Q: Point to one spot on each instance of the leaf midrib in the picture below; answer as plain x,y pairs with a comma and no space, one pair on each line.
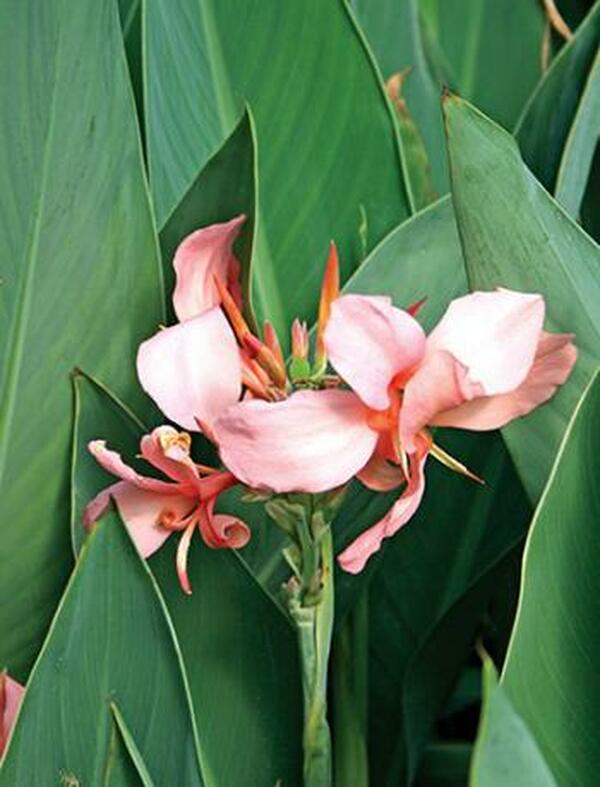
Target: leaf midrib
16,338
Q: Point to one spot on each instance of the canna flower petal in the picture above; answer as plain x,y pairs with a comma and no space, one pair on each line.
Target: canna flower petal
484,345
202,256
354,558
192,370
380,475
143,513
11,695
221,531
111,462
313,441
554,360
369,342
169,451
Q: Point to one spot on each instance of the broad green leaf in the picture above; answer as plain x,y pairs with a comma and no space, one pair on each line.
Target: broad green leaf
580,145
551,674
81,280
421,630
444,765
505,752
241,656
98,415
131,746
111,641
437,578
239,649
549,118
328,158
225,188
393,30
515,235
491,50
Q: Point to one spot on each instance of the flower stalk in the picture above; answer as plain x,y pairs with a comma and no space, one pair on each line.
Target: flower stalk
309,596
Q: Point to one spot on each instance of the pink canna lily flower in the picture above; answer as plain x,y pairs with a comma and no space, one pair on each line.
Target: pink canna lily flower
487,362
11,695
154,509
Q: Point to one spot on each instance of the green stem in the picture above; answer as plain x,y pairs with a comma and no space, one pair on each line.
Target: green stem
314,623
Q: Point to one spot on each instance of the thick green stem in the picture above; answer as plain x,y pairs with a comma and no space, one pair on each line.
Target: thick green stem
314,622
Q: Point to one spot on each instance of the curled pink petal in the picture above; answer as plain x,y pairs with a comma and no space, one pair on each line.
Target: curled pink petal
111,461
369,342
353,559
11,695
202,256
313,441
554,360
223,531
485,344
150,517
380,475
169,451
494,335
192,370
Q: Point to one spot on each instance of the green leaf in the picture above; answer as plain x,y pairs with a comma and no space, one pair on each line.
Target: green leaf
551,673
421,631
81,281
580,145
98,415
437,578
328,157
444,765
515,235
241,656
239,649
505,751
394,32
558,130
543,128
131,746
111,641
491,50
226,187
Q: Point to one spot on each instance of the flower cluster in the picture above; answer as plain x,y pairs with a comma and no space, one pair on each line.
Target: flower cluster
362,408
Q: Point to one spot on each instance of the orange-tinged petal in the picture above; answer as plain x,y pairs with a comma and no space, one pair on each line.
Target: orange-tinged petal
200,257
312,441
330,290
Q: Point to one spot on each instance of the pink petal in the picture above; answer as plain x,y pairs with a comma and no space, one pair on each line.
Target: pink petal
10,702
222,531
142,511
192,370
369,342
111,461
311,442
555,357
485,344
494,335
200,257
354,557
379,475
169,451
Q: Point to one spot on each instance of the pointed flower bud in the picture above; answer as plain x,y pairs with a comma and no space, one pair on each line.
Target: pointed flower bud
330,290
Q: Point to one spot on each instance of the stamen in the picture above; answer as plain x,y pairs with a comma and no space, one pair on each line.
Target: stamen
449,461
181,559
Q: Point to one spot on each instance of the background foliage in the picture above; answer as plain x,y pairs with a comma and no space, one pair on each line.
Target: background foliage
130,125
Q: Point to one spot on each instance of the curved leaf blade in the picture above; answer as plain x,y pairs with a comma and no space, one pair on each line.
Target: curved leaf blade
515,235
97,653
75,212
550,674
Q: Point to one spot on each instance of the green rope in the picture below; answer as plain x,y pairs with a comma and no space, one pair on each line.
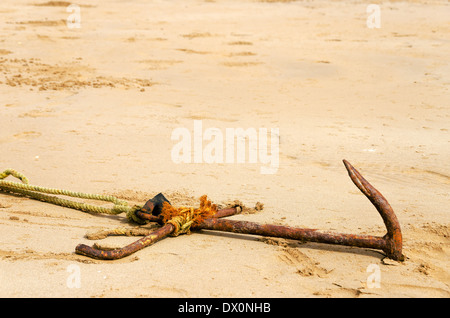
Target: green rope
36,192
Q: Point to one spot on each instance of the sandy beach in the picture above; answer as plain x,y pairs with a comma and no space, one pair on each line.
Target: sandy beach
91,93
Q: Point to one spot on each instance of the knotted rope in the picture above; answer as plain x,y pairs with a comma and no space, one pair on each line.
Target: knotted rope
183,218
36,192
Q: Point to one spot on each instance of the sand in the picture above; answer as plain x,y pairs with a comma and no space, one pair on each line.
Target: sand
93,109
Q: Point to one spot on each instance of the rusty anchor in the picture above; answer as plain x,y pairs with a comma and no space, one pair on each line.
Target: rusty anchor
390,243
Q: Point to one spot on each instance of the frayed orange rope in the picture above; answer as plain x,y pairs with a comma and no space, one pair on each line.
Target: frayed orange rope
183,218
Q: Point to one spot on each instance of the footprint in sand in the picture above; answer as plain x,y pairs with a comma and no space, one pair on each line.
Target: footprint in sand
28,135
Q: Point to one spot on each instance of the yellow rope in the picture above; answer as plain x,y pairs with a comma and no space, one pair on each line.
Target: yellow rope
36,192
183,218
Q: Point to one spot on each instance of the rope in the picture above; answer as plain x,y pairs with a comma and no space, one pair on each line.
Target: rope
184,217
36,192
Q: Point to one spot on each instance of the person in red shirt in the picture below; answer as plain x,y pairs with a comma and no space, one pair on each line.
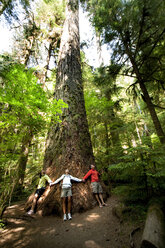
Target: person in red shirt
95,184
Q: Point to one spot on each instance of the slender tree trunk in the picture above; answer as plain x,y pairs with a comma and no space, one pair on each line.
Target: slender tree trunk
68,143
149,103
26,141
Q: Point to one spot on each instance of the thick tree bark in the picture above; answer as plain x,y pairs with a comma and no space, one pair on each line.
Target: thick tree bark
69,144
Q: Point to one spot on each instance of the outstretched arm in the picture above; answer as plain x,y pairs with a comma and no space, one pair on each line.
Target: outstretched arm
75,179
58,180
87,175
48,179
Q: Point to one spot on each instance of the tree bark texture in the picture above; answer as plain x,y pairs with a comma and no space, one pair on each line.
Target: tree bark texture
68,143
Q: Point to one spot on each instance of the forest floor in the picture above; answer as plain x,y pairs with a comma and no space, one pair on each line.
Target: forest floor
95,228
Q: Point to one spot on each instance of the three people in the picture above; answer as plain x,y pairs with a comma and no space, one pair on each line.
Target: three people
66,191
40,190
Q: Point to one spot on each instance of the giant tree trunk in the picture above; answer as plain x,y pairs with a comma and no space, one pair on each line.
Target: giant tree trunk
68,143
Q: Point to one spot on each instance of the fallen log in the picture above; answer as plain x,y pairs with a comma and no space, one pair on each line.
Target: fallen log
154,230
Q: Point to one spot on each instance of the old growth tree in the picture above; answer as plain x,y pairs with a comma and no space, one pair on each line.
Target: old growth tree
68,143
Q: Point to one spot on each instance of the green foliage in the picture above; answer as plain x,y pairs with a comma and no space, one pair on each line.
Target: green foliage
25,108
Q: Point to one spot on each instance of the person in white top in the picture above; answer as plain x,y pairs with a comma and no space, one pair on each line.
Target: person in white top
66,191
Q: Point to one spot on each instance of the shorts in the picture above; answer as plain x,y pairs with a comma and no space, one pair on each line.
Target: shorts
40,191
96,188
65,192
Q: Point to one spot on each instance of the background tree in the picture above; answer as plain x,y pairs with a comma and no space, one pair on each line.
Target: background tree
69,144
136,34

----------

**SET TASK**
Return the records exactly. Don't carry the pictures over.

**ANSWER BELOW**
Q: Point to one spot on each instance of the leaf midrib in the picture below; answer as plain x,y pairs with a comma and no space, one pair on each line.
Target: leaf midrib
16,338
Q: Point to one spot on each instance of the canna flower petal in the picture above; answer as plain x,y pairs with a comma and no space, one pair on each line.
Target: canna flower petal
484,345
202,256
354,558
192,370
380,475
143,513
11,695
221,531
111,462
313,441
554,360
369,342
169,451
Q: Point to one spot on each instance of the broad green leaf in the picture above; answer as plain x,y pairs with a comma and no space, one pair on each line.
Target: broad green leaf
580,145
551,674
81,280
421,630
444,765
505,752
241,656
98,415
131,746
111,641
437,578
239,649
549,118
328,158
225,188
393,30
515,235
491,50
Q: Point to one spot on each instance of the flower stalk in the picture above; answer as plain x,y pairs with a comma and no space, one pair on each line.
Target: flower stalk
309,596
Q: Point to one spot on each instance of the pink canna lily flower in the picture above; answer as plain x,y pairs with a comma and no space, one pair on each line.
Target: pink canna lily flower
487,362
11,695
154,509
Q: Point to one spot on each instance of the green stem in the picture above; answer as plain x,y pairs with a comma and no space, one pair on each line.
Target: green stem
314,623
Q: Point to one spot on each instance of the thick green stem in the picture above; answer as plain x,y pairs with a comma and no space, one pair on each line.
Target: thick green stem
314,622
Q: Point to one spot on each instance of the curled pink petal in the picture above; answer as plain x,y pairs with a comma and no space, one pair on each line.
Target: curled pink petal
111,461
369,342
353,559
11,695
202,256
313,441
554,360
223,531
485,344
150,517
380,475
169,451
494,335
192,370
Q: Point to one spot on each instance of the green leaf in the picture above; answer as plain x,y pairs with a comma and no space, one pair on each line.
Target: green leaf
551,673
421,631
81,281
580,145
98,415
437,578
328,157
444,765
515,235
241,656
239,649
505,751
394,32
558,130
543,128
131,746
111,641
491,50
226,187
Q: Point to one spot on each instance of the flower cluster in the picture above; answer as plain x,y pairs with a comma and no space, one pair on each line.
Target: flower cluster
362,408
Q: Point to one spot on each instance of the orange-tinged petal in the picture above; answer as plain x,y pairs with a comma and no space, one pair on each line.
Target: orange-tinged petal
200,257
312,441
330,290
Q: Point to one spot on each instance of the pink petal in the picture above; answer as plain x,y pairs with a comma and no space, one pair on each line.
Target: pink petal
10,702
222,531
142,511
192,370
369,342
111,461
311,442
555,357
485,344
494,335
200,257
354,557
379,475
169,451
Q: Point to one spot on each instance of the pointed flower bud in the picture above; answer as plain x,y pairs with a comma and no space, one pair on each line.
Target: pointed flower bud
330,290
Q: Point to one spot on each instance of the stamen in the picture above; answer as plain x,y pairs with a comma and no space, one pair on each line.
Target: stamen
449,461
181,559
Q: Point to one spot on each instance of the background foliage in the picture above; answer as plain x,y pairs with a comma and no space, one pair on each line.
Target: background foliage
130,125
Q: Point to one spot on each instance of the curved leaf blade in the picture above; answer as plain x,y pairs with a comma and no space, one pair on each line.
Target: curved leaf blade
515,235
97,653
75,212
550,674
Q: Point to one spot on each instance of the green rope in the picture below; answer as plain x,y pairs with a comma and no space, one pair on each line.
Target: green rope
36,192
Q: Point to one spot on each instance of the sandy beach in the picture above; answer as plain x,y pairs with a comma and no space, one pair on each line.
Target: sandy beach
91,93
Q: Point to one spot on each instance of the knotted rope in the picture above; answer as plain x,y pairs with a comma and no space, one pair on each line.
Target: knotted rope
183,218
36,192
Q: Point to one spot on each instance of the sand in the picture above; answer as plain x,y pairs with a comma and no space, one pair on each line.
Target: sand
93,109
Q: Point to one spot on each instance of the rusty anchor in the picture above; answer as plain x,y pairs with a comma and no space, one pair on each line.
Target: rusty anchor
390,243
Q: Point to one spot on each instance of the frayed orange rope in the picture above; answer as plain x,y pairs with a comma and no space, one pair on each line.
Target: frayed orange rope
183,218
Q: Point to one spot on each instance of the footprint in sand in the picture above; answer as plain x,y pairs with a comma and no space, one pair on each line.
Target: footprint in sand
28,135
Q: Point to one spot on each instance of the yellow rope in the picture above; answer as plain x,y pairs with a comma and no space, one pair on each line.
Target: yellow rope
36,192
183,218
Q: Point to one spot on each instance of the rope in the picture above; answer as plain x,y pairs with a comma and no space, one pair on each line.
Target: rope
184,217
36,192
Q: Point to one spot on each instance of the person in red shirt in the picture below; answer as plain x,y pairs with a comma and no space, one pair on each line.
Target: person in red shirt
95,184
Q: Point to one spot on each instance of the slender tree trunk in the picture above; answer as plain x,y pairs with a comma and no space, one pair on each line.
Target: slender tree trunk
68,143
149,103
26,141
Q: Point to one spot on each instance of the thick tree bark in the picture above; answer as plain x,y pairs with a comma and no space, one pair on each line.
Target: thick tree bark
69,144
Q: Point to one spot on each instance of the outstretched arm in the picture above; answer as plain x,y pairs with a comma and no space, one pair on each line.
Target: outstretched arm
75,179
58,180
87,175
48,179
Q: Point to one spot on each instance of the tree bark texture in the picture above; answer as plain x,y pairs with a comma and no space, one pair on each line.
Target: tree bark texture
68,143
Q: Point to one spot on each instance of the forest floor in the picture above; answer as plain x,y pairs with a comma and no space, one pair on each line.
Target: forest floor
95,228
Q: Point to one spot on each instance of the three people in the picture above; answer as plain x,y pairs with a comma and no space, one pair on each line.
Target: three people
66,191
40,190
Q: Point to one spot on each instance of the giant tree trunk in the picture above; answer as plain x,y pairs with a comma and no space, one pair on each line.
Target: giant tree trunk
68,143
Q: Point to one spot on each instance of the fallen log in the picture above; answer as plain x,y pairs with a comma and no space, one pair on each line.
Target: fallen log
154,230
Q: Point to one spot on each instance of the old growth tree in the picture above; answer as plain x,y pairs with a comma and no space, one pair on each line.
Target: old growth tree
68,143
Q: Point to one spot on each instance of the green foliage in the picture above; answer as plain x,y pairs with a comma and no space, one pair on each line.
Target: green foliage
25,108
Q: Point to one spot on each instance of the person in white top in the picture above; answer as plain x,y pairs with a comma and no space, one pair on each line.
Target: person in white top
66,191
Q: Point to one spot on each instance of the shorts in the picture above; answer as plain x,y pairs with a comma and no space, one pair on each line.
Target: shorts
40,191
96,188
65,192
Q: Point to one spot on each instance of the background tree in the picture above; answer as plain x,y pairs with a comma and no space, one pair on each line.
Target: background tree
69,144
136,34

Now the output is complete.